[Problem details]: Return the lines below exactly, starting with the line that contains "Detection task: locate every green" and stopping after the last line.

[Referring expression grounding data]
↓
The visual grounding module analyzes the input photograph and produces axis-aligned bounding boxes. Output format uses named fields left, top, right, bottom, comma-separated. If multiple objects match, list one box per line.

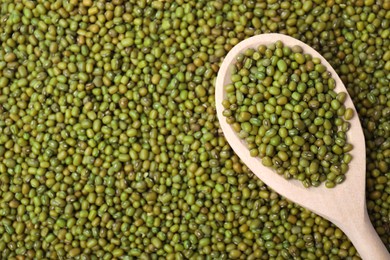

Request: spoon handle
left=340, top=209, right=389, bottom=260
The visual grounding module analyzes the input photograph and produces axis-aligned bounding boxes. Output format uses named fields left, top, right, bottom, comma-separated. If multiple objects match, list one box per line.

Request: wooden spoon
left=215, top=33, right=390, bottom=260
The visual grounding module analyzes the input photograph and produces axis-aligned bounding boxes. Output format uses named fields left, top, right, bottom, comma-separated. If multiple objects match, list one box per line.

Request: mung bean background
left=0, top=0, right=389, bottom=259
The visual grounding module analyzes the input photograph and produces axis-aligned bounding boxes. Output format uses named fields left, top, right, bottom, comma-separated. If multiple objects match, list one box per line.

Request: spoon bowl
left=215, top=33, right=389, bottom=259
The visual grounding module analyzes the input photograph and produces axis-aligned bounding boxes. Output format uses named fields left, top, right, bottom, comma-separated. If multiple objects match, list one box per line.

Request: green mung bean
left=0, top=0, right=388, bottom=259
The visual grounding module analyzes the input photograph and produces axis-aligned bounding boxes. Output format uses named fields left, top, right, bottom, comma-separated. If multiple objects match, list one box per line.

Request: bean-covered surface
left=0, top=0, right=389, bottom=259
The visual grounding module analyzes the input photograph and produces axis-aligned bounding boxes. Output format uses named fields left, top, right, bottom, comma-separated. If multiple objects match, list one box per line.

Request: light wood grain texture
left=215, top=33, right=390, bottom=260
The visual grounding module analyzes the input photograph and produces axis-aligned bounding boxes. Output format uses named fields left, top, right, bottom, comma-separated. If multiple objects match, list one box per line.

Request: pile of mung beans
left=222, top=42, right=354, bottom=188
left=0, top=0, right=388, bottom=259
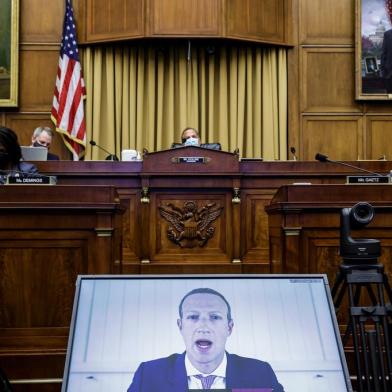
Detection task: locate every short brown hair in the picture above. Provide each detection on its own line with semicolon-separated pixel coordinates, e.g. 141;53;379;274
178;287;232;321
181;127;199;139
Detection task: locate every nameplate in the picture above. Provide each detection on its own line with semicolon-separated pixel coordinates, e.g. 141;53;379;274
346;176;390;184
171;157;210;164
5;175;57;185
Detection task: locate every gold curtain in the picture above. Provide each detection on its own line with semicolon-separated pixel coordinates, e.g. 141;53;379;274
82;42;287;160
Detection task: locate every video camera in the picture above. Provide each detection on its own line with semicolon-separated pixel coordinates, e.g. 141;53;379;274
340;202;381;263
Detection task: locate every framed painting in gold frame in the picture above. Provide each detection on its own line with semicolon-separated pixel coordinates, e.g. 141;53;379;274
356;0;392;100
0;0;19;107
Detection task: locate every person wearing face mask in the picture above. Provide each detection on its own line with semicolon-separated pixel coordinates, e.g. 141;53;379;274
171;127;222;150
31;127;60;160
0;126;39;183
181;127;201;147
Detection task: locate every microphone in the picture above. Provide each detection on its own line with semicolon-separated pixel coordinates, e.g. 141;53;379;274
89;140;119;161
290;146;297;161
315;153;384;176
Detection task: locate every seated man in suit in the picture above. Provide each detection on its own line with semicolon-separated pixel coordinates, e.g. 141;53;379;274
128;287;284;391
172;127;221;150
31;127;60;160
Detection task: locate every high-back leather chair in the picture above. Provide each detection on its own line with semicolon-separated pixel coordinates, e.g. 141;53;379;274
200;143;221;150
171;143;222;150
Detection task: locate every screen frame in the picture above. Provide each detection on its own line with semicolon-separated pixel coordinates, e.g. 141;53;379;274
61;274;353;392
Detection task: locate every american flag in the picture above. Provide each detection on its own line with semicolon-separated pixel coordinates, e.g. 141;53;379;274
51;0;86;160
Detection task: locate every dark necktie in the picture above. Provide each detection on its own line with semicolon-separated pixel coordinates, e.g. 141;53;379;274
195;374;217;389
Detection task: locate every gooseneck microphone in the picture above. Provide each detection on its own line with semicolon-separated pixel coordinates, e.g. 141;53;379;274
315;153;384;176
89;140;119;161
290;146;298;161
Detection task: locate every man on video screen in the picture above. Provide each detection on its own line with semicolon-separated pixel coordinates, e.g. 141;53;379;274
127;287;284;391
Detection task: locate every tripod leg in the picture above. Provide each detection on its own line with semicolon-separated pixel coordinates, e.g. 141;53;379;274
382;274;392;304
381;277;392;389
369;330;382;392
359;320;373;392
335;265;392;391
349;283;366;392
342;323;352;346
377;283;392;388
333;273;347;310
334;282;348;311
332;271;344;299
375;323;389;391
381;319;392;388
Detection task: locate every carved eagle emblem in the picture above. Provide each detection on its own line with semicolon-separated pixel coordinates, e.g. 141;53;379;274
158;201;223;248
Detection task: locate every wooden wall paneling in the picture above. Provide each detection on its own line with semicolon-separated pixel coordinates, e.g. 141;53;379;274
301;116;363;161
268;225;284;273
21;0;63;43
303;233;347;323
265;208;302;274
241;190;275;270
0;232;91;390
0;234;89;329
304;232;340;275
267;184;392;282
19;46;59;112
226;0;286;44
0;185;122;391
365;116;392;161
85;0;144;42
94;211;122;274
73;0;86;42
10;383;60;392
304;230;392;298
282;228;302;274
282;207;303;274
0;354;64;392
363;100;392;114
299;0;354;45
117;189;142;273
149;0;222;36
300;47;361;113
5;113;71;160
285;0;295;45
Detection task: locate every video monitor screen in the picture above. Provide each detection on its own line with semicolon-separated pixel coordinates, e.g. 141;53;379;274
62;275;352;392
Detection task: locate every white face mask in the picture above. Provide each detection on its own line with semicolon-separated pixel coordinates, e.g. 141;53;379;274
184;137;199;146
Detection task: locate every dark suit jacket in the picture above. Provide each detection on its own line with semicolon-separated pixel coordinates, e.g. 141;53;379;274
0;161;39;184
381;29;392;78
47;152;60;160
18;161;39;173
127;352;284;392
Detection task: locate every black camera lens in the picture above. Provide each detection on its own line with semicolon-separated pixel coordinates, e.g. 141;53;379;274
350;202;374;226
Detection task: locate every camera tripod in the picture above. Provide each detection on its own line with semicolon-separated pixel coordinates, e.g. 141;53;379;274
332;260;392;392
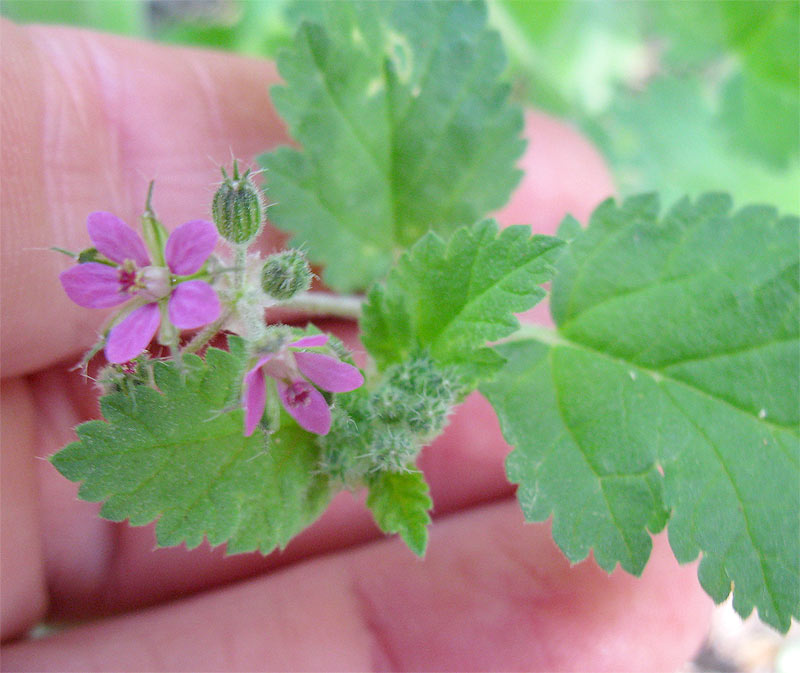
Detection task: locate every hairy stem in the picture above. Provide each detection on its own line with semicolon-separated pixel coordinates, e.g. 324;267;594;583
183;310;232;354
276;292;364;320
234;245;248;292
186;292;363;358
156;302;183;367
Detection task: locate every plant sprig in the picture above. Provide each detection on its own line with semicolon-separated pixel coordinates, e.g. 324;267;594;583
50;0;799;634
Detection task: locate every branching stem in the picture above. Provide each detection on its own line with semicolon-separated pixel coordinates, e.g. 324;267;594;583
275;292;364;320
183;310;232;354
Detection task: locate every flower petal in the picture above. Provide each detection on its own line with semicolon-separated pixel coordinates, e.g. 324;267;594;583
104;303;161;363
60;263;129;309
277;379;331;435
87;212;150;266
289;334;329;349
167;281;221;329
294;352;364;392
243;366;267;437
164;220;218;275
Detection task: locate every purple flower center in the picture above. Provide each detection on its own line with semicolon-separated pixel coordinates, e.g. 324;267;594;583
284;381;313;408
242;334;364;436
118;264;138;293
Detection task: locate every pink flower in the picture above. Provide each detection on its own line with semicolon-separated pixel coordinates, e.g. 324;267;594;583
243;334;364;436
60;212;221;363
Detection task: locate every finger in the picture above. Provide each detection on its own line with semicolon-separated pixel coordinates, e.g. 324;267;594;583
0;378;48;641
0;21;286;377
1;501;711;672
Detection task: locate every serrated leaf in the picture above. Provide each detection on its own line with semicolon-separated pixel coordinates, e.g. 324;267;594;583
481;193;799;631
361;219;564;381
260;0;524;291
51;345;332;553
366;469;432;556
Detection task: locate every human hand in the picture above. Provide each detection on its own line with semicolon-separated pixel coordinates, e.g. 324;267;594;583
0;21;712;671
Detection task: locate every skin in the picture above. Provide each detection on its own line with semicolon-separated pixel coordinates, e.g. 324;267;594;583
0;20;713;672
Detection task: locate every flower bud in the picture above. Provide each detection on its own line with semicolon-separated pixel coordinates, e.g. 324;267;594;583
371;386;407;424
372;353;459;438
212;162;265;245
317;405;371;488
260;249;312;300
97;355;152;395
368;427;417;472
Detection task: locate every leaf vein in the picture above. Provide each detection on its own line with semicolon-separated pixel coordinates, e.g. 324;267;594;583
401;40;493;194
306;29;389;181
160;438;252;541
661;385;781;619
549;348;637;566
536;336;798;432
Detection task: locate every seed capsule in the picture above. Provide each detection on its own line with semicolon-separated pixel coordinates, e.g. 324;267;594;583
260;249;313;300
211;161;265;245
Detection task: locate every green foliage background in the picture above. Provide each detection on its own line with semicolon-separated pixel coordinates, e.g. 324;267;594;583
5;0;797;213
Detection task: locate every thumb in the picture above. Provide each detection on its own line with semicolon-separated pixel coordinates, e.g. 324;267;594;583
↑
[Exercise answer]:
Detection task: locate every green foliage background in the picture above. Provide each detection on its own line with semicolon-separated pixel coordinates, e.g. 324;267;594;583
5;0;797;213
Detection task: locate every thumb in the picture above. Provide each detection on its own line with semicolon-separated pixel coordinates, e.g. 324;267;594;583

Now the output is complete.